### BRANO
════
Effetto liberalizzazione sulle telecomunicazioni: prezzi giù e più spazio per i nuovi operatori. Dal 2005 ad oggi, il costo dei servizi di connettività a banda larga in Italia è crollato del 45%, un calo significativamente superiore alla media europea, ferma al 20%. L’introduzione di un quadro normativo europeo pro-concorrenziale ha favorito una maggiore apertura del mercato, tradottasi in benefici tangibili per consumatori e imprese. La liberalizzazione del settore, partita negli anni Novanta e consolidata a partire dal 2002 con la regolamentazione dell’accesso alle reti degli ex-monopolisti, ha infatti accelerato l’ingresso di nuove società, stimolando una vera e propria competizione basata sui prezzi.
TLC, Unimpresa: “Dal 2005 ad oggi costo servizi di connettività a banda larga in Italia crollato del 45%”
════
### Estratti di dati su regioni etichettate
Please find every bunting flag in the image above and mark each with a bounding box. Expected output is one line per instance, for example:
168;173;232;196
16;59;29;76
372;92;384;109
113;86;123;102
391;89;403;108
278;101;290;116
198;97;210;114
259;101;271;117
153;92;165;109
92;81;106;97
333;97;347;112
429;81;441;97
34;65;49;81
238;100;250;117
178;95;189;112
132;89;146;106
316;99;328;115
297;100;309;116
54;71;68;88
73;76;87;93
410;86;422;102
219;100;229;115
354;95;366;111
════
### DA SVOLGERE
1 – Secondo il brano sulle telecomunicazioni, di quanto è calato in Italia dal 2005 il costo dei servizi di connettività a banda larga?
2 – Trascrivi il tratto del brano sulle telecomunicazioni che comincia con le parole "Effetto liberalizzazione sulle" e si chiude dopo "basata sui prezzi.".

### SOLUZIONI
1 – È crollato del 45%.

2 –
Effetto liberalizzazione sulle telecomunicazioni: prezzi giù e più spazio per i nuovi operatori. Dal 2005 ad oggi, il costo dei servizi di connettività a banda larga in Italia è crollato del 45%, un calo significativamente superiore alla media europea, ferma al 20%. L’introduzione di un quadro normativo europeo pro-concorrenziale ha favorito una maggiore apertura del mercato, tradottasi in benefici tangibili per consumatori e imprese. La liberalizzazione del settore, partita negli anni Novanta e consolidata a partire dal 2002 con la regolamentazione dell’accesso alle reti degli ex-monopolisti, ha infatti accelerato l’ingresso di nuove società, stimolando una vera e propria competizione basata sui prezzi.